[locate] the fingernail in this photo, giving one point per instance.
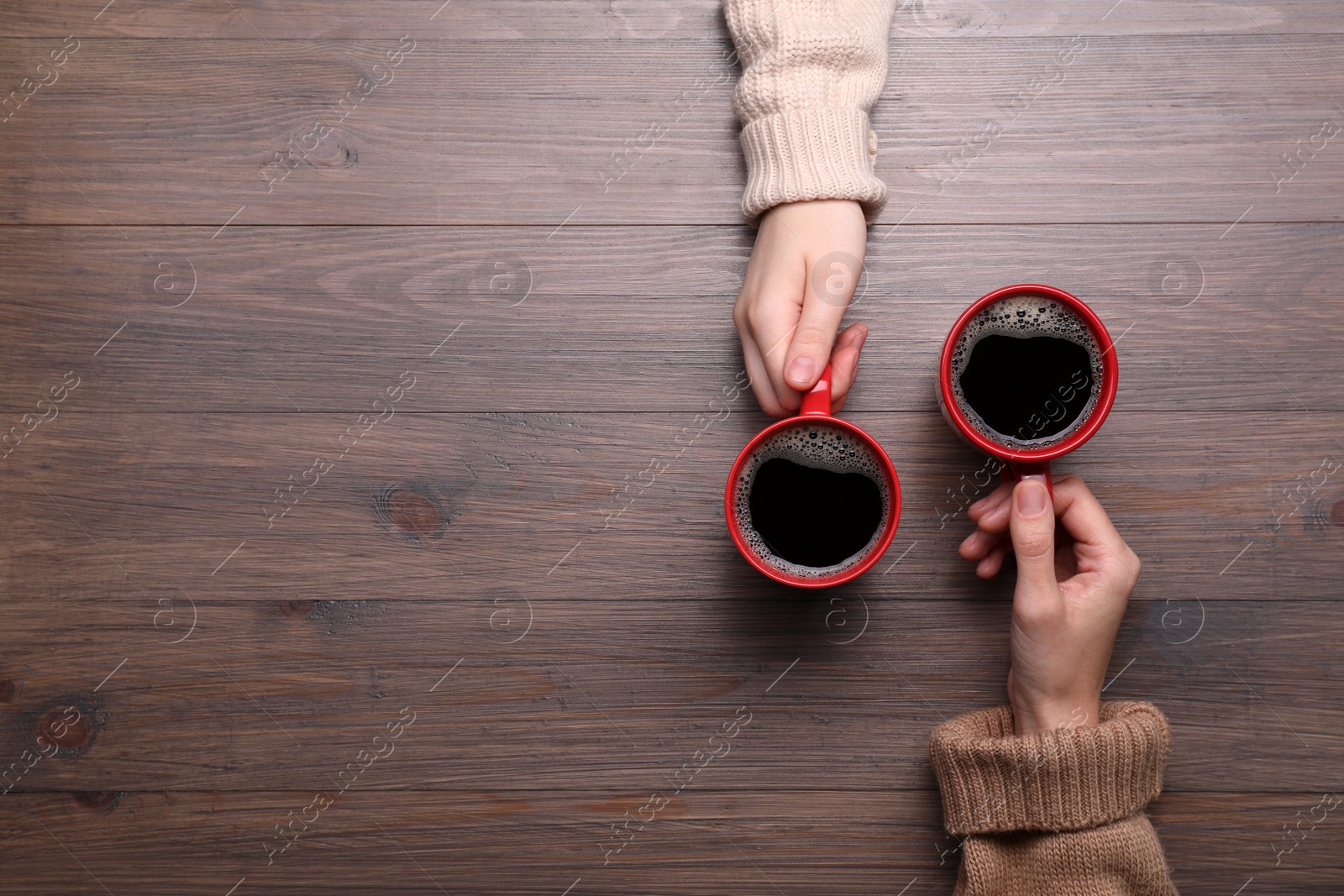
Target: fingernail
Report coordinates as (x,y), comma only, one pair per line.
(801,369)
(1032,497)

========

(PROBLEM TO WORK ON): Counting only lines that hold the word "fingernail", report how many there are in the listing above, as a number alone.

(RESPONSE TO THIS TASK): 2